## Directive
Render every item below as a two-column CSV with the headers "query" and "result", one row per item. Put the item's text under "query" and its answer under "result", each in a single quoted field with line breaks replaced by spaces, and leave the pictures out.
........
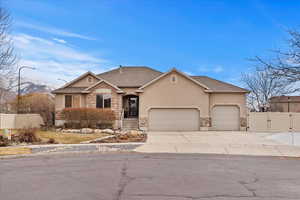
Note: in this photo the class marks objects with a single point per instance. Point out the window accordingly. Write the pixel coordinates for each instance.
(68, 101)
(173, 79)
(103, 101)
(90, 79)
........
## Output of the task
query,result
"Note: in this photo the class marks objects with a single point per instance. Point out the window accordingly. Write the pixel coordinates for each instance.","(68, 101) (173, 79) (103, 101) (90, 79)"